Return all of the data exactly, with nothing left out but the pictures.

Start of Block

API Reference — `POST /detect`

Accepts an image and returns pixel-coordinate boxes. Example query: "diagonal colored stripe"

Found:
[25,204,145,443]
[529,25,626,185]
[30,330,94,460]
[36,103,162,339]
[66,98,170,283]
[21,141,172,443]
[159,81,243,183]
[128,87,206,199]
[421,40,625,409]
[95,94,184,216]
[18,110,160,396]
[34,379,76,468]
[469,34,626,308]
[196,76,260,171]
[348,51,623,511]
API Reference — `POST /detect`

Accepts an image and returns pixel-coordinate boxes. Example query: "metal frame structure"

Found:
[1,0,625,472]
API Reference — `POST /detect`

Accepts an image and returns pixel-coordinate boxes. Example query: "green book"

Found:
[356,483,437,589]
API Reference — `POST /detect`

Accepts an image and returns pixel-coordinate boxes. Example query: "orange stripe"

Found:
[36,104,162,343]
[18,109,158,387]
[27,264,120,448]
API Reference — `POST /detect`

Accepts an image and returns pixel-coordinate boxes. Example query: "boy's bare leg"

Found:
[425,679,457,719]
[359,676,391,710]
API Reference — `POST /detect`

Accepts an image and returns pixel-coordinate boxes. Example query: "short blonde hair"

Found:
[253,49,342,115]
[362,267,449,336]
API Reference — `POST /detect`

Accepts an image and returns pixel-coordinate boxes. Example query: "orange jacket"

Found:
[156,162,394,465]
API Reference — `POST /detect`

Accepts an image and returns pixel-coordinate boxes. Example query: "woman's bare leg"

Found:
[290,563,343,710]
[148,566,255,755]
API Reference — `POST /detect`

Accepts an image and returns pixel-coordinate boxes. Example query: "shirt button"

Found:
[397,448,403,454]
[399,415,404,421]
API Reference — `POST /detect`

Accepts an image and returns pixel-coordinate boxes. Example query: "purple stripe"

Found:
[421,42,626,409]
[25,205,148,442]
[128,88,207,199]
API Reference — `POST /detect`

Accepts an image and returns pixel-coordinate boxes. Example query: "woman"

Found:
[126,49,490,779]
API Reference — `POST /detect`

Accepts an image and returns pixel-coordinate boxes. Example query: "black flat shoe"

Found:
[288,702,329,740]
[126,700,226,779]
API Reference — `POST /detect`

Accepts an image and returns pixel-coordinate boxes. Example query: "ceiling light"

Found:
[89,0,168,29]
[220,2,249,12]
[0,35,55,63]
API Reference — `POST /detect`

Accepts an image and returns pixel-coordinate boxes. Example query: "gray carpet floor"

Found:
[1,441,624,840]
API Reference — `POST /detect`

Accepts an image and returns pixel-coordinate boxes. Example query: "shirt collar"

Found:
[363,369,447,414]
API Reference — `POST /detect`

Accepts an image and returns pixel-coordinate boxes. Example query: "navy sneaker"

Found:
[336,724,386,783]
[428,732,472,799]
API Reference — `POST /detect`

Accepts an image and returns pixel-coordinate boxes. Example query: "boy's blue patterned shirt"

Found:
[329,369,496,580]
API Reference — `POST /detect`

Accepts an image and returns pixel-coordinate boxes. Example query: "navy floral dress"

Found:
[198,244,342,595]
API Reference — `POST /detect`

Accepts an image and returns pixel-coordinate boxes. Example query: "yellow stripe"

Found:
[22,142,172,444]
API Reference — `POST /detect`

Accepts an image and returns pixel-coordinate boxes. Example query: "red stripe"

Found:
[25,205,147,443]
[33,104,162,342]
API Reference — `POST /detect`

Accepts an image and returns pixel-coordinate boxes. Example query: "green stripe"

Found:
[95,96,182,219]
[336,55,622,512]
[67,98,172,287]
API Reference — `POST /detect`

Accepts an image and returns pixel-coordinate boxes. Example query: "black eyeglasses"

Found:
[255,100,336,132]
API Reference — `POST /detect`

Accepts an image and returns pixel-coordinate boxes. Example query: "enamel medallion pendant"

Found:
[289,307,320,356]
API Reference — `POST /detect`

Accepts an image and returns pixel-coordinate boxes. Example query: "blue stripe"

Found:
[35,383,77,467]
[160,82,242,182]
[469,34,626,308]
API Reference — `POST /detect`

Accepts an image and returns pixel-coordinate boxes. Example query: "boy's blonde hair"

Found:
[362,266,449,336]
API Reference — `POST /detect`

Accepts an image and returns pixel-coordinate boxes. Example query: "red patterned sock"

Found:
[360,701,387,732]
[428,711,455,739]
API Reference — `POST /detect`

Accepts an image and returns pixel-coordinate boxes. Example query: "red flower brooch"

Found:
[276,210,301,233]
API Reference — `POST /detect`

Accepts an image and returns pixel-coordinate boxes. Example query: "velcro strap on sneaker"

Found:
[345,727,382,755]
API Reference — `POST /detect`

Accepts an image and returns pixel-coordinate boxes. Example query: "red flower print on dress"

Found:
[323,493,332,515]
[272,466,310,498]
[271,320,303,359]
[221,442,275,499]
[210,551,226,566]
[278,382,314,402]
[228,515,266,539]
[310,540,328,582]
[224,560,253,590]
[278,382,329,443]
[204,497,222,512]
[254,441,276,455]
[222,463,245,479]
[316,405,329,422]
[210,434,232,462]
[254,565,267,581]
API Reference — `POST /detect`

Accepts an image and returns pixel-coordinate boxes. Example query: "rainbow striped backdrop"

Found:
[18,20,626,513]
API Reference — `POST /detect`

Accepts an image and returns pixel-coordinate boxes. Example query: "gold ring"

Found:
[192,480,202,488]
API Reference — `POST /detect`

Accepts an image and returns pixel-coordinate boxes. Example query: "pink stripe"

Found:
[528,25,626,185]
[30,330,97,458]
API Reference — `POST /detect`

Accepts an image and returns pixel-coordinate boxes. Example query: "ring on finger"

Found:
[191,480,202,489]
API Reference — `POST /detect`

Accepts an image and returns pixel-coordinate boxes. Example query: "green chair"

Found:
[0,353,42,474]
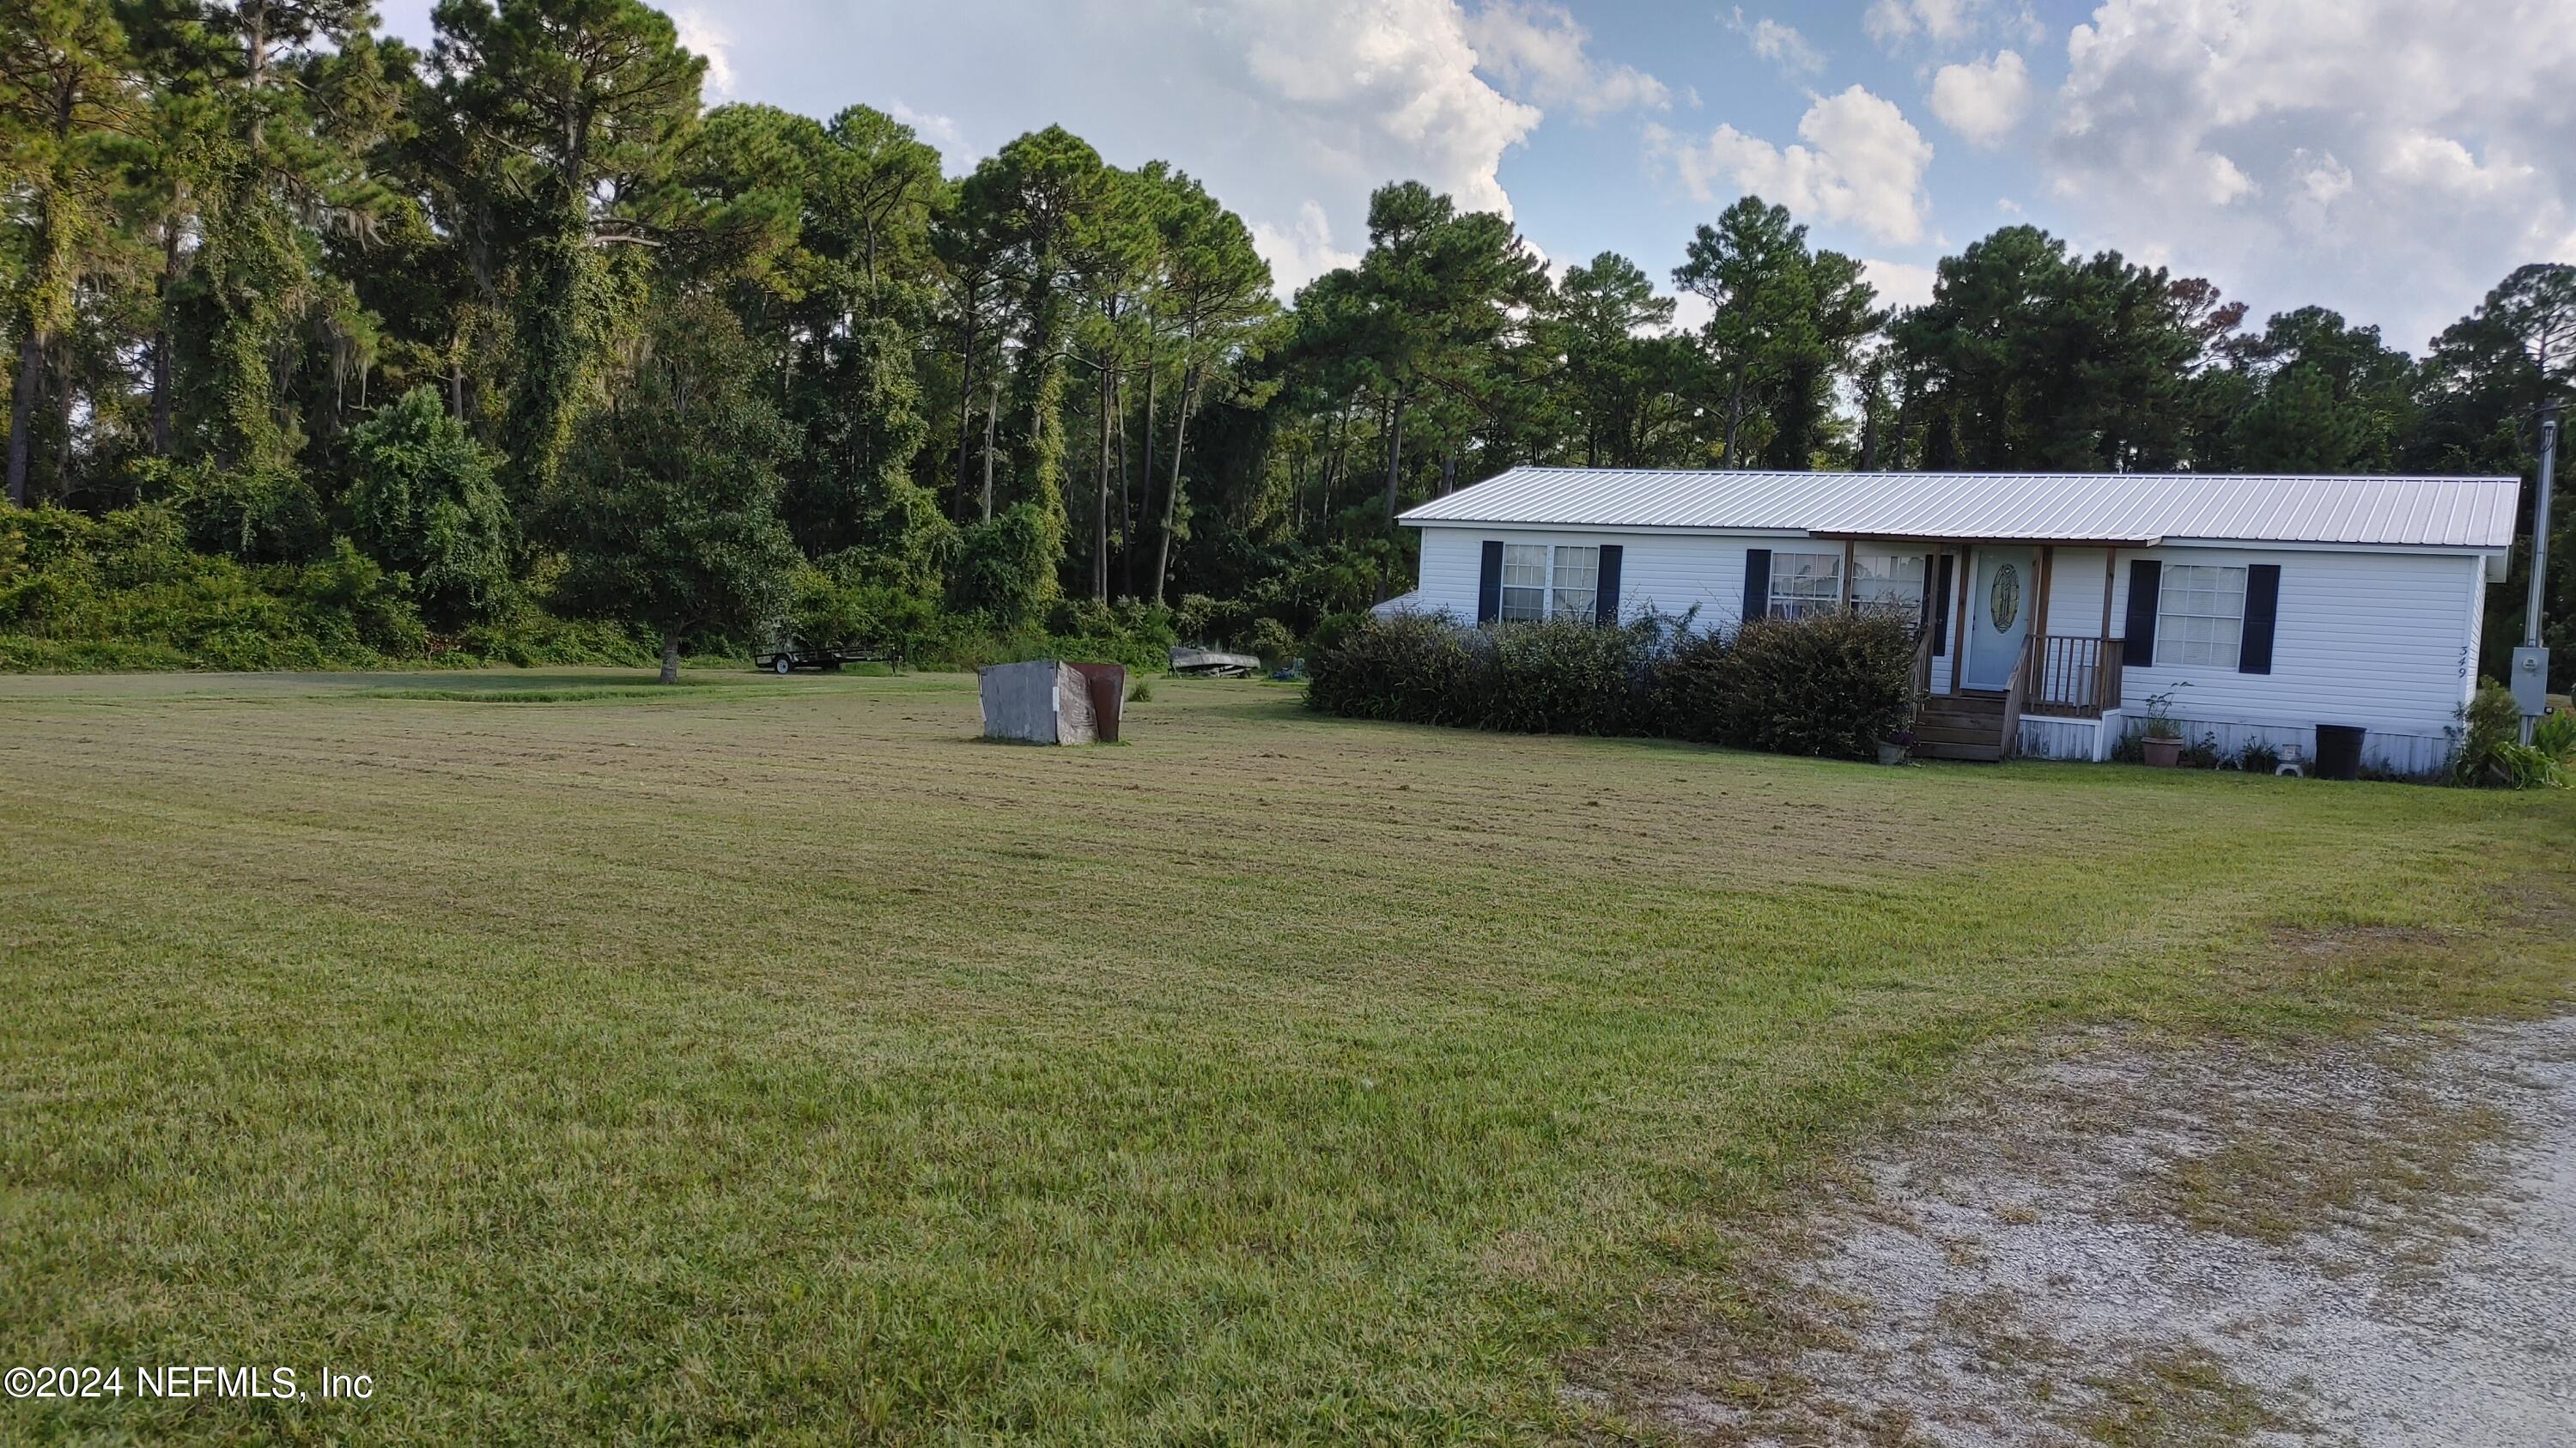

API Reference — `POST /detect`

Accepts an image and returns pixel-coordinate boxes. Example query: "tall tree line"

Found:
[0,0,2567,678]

End of Block

● **EXERCISE RESPONSE**:
API Reference — `POST /detect`

Accepts an image and returns pixel-coordinate boxes. Example query: "diagonal colored stripe"

Found:
[25,204,145,443]
[529,25,626,185]
[30,330,94,460]
[36,103,162,339]
[66,98,170,283]
[21,141,172,443]
[159,81,243,183]
[128,87,206,199]
[421,40,625,409]
[95,94,184,216]
[18,110,160,396]
[34,379,76,468]
[469,34,626,308]
[196,76,260,171]
[348,51,623,511]
API Reference — `POST /detect`

Accepts an image and returns pixel-coordinate boxes. Example query: "metal frame structure"

Found:
[1,0,625,472]
API Reference — `POST /detect`

Accepts an image and returns pixel-coordinate boxes. Example query: "green book"

Found:
[356,483,437,589]
API Reference — `POST /detect`

Accepts an image and returns pixel-coordinate boxes. Example query: "orange stripe"

Found:
[36,104,162,343]
[18,109,158,387]
[27,264,120,448]
API Reference — `POST /detect`

Accepts an image and returns pixel-coordinate boxes. Example query: "boy's bare leg"

Found:
[425,679,457,719]
[359,676,391,710]
API Reference — `POST /detect`

Accepts an image and returns pixel-coordinate boxes. Example query: "short blonde hair"

Found:
[253,49,342,115]
[362,267,449,336]
API Reference — `POST /detect`

Accepts an image and returns pixel-coordinate boxes. Example query: "orange jacket"

Found:
[156,162,394,465]
API Reference — `POST /detect`

Accepts an image and returns pixel-coordinate boxes. Example query: "woman's bare leg"

Found:
[290,563,343,710]
[148,566,255,755]
API Reference — `POST /detect`

Accepts an image and returns pixel-coordinate boxes. Example query: "shirt button"

Found:
[397,448,403,454]
[399,415,404,421]
API Reference — `POST /detect`

Accepts an image and returns pixel-coordinate boxes. Example query: "purple stripe"

Found:
[421,42,626,409]
[25,205,148,442]
[128,88,207,199]
API Reference — `POST /detect`

Accepts an image and returns pixel-coordinate boxes. Example query: "woman"

Found:
[126,49,490,779]
API Reference — `POST /detect`

Accepts an image and returns pixel-coordinate boxes. Example query: "black flat shoe"

Found:
[288,702,329,740]
[126,700,226,779]
API Reference — `POST /detect`

Accepts an image and returns pixel-coordinate boxes. Example query: "ceiling light"

Found:
[89,0,168,29]
[220,2,249,12]
[0,35,55,63]
API Reference — `POST /detect`

Accepts an image and returns pixel-coordinate boxes. Example query: "gray carpet floor"

Found:
[1,441,624,840]
API Reference — `POST /detect`

Accepts an image and returns pixel-coordinate boxes. Example query: "shirt collar"

Found:
[363,369,447,414]
API Reference — `POST /detect`

Accepts an image and returns pixel-coordinate boxes. Example query: "navy sneaker"

Found:
[336,724,386,783]
[428,732,472,799]
API Reference — `POST /detect`

Accepts an image and returns pixel-coordinate boxes. Example query: "boy's blue patterned shirt"

Found:
[329,369,496,580]
API Reference — `POST /detect`

Accepts an image and returns pixel-coordinate boxes. Example query: "navy floral dress"

Found:
[198,244,342,595]
API Reference — `POST /detect`

Accepts an image and returns pixel-coordinate boxes. Example query: "yellow stripe"

Found:
[22,142,172,444]
API Reference — `POST /detect`

Accepts an image and returns pixel-coordinate boxes. Example query: "red stripe"

Found:
[25,205,147,443]
[33,104,162,342]
API Reference — `POST /detect`

Accepts an image and returns pixel-coordinate boxes. Example query: "green stripe"

Found:
[95,96,182,219]
[336,55,622,512]
[67,98,172,287]
API Reference — `POST /detect`

Accepts an image and returns pixel-coordinate boxes. Example query: "black eyeglasses"

Found:
[255,100,336,132]
API Reference — `POST /detect`

Accepts an image and returns pixel-coordinate boxes. Example query: "enamel medallion pendant"

Found:
[289,307,320,356]
API Reference — `POST /detect`

Accepts an image and returns pixel-coordinate boxes. Example query: "blue stripe"

Found:
[35,383,77,467]
[160,82,242,182]
[469,34,626,308]
API Reference — `POST /detect`

Accepts an image and returns pixel-coordinate boxes. Example query: "boy's blonde hair"

Found:
[362,266,449,336]
API Reference — `POST /detect`

Accepts an image and returns pixel-coordinate boxes. Example query: "red patterned sock"

Found:
[360,701,387,732]
[428,711,455,739]
API Reference — `POST /detect`

Accepts an image and returns pixel-coordinate boxes. Example query: "red flower brooch"

Found:
[276,210,301,233]
API Reference — `POST /detect`

Accepts an image and returns pixel-coordinate boxes. Example query: "velcro strap on sneaker"

Found:
[345,727,382,755]
API Reference — `POST /detect`

Accepts an image and returns pixel-coordinate boxes. Example query: "red flower print on dress"

Found:
[323,493,332,515]
[272,466,310,498]
[271,320,303,359]
[221,442,275,499]
[210,551,226,566]
[278,382,314,402]
[228,515,266,539]
[310,540,328,582]
[224,560,253,590]
[278,382,329,443]
[204,497,222,512]
[254,441,276,455]
[222,463,245,479]
[316,405,329,422]
[210,434,232,462]
[254,565,267,581]
API Reference — `POST /detect`

Accepts an image and returns pixel-coordinate boxes. Example query: "rainbow striped backdrop"

Found:
[18,20,626,513]
API Reference — `POST /detect`

Accepts an image and returns pixel-coordinate boxes. Example query: "gold ring"

Found:
[192,480,202,488]
API Reference — `POST /detect`

Accepts an image and returns pixel-coordinate boxes. Example query: "pink stripe"

Found:
[528,25,626,185]
[30,330,97,458]
API Reference — `POST /detect`

Accepts an image and returns pixel-coordinate boxes. Example query: "ring on finger"

Found:
[191,480,202,489]
API Reference — `POST /detect`

Accepts an image and returns pixel-coordinate boxes. Example query: "green chair"

Found:
[0,353,42,474]

API Reference — `POST /detect`

Accepts an image and returns pixel-coordinate boxes. Example query: "tall tree line"

Found:
[0,0,2567,678]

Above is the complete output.